Selection
Start
It suffices to check that
two  events `$E_j, E_{j'}$`  are not independent with `$\omega \in E_j$` being a function of `$Y_j$`
and `$\omega \in E_{j'}$` being a function of `$Y_{j'}$` (later, we will concisely say
`$E_j \in \sigma(X_j)$` or `$E_j$` being `$Y_j$`-measurable)

Choose `$E_j = \{ \omega : Y_j(\omega) =r\}$` and `$E_{j'} = \{ \omega : Y_{j'}(\omega) =r\}$`.

`$$\begin{array}{rl}
\Pr(E_j) & = \binom{n}{r} \left(\frac{1}{m}\right)^r \left(1 - \frac{1}{m}\right)^{n-r} \\
\Pr(E_j \cap E_{j'}) & = \binom{n}{r} \times \binom{n-r}{r}  \left(\frac{1}{m}\right)^{2r} \left(1 - \frac{2}{m}\right)^{n-2r} \,
\end{array}$$`

`$$\frac{\Pr(E_j \cap E_{j'}) }{\Pr(E_j) \times \Pr(E_{j'})} =
\frac{\left(1 - \frac{2}{m}\right)^{n-2r}}{\left(1 - \frac{1}{m}\right)^{2n-2r}}
\frac{((n-r)!)^2}{n!(n-2r)!} \neq 1$$`

---

If we define

`$$K_{n,r}(\omega) = \sum_{j=1}^m \mathbb{I}_{Y_j(\omega)=r}$$`

as the number of elements of `$1, \ldots, m$` that occur exactly `$r$` times in `$\omega$`, the random variable `$K_{n,r}$`
is not described as a sum of independent random  variables.
End
Records provided
Start
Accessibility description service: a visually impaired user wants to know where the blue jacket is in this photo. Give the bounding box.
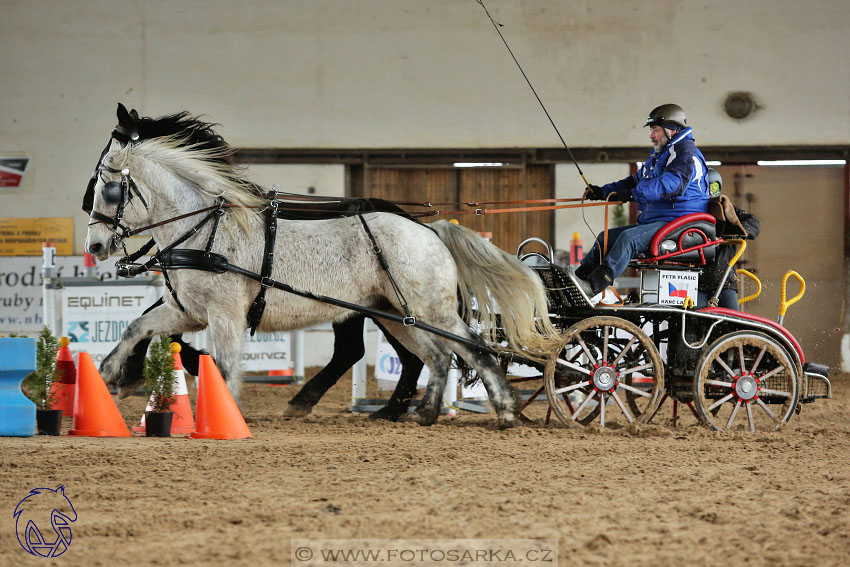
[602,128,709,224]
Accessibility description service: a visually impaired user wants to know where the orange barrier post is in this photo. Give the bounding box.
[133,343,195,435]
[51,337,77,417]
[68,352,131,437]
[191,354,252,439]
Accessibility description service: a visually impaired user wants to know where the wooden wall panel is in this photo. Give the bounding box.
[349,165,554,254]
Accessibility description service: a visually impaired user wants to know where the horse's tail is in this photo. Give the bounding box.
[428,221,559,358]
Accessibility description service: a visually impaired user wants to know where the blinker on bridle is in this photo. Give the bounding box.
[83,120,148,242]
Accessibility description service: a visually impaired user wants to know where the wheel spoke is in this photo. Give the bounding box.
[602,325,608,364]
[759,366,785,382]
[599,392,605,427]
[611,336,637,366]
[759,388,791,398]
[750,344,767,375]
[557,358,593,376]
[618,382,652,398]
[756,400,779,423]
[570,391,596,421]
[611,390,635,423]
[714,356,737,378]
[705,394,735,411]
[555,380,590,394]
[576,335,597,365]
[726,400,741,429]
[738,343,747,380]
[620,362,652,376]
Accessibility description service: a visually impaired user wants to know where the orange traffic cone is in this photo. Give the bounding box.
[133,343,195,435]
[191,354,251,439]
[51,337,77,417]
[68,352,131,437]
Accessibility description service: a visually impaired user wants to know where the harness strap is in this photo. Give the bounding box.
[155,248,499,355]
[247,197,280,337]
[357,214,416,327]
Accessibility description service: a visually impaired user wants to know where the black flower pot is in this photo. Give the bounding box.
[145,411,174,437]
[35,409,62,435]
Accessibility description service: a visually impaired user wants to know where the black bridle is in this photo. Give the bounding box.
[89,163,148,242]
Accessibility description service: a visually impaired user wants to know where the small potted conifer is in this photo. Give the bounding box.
End
Tasks to complete
A – In the probability passage above, what does the random variable K_{n,r} count?
B – Continue the probability passage above, starting after its final sentence.

Task results
A – It counts the number of elements of 1, …, m that occur exactly r times in ω.

B –
Nevertheless, it is possible to gather a lot of information about its moments and distribution.

If we let again `$n,m$` tend to infinity while `$n/m$` tends toward `$c>0$`, we observe that the distribution of `$K_{n,r}/m$` tends to concentrate around `$\mathrm{e}^{-c}	\frac{c^r}{r !}$`. This is an example of _convergence in probability_

Now, if we consider the sequence of recentered and rescaled random variables

`$$(K_{n,r} - \mathbb{E}K_{n,r})/\sqrt{\operatorname{var}(K_{n,r})}$$`

we observe that its _distribution function_ converges pointwise towards the distribution function of the Gaussian distribution.

---

### Profile of toy example

---
template: inter-slide
name: summary

## Summary

---

In this chapter, we investigated a toy stochastic model: _random allocations_. This toy model was motivated
by the analysis of hashing, a widely used technique from Computer science.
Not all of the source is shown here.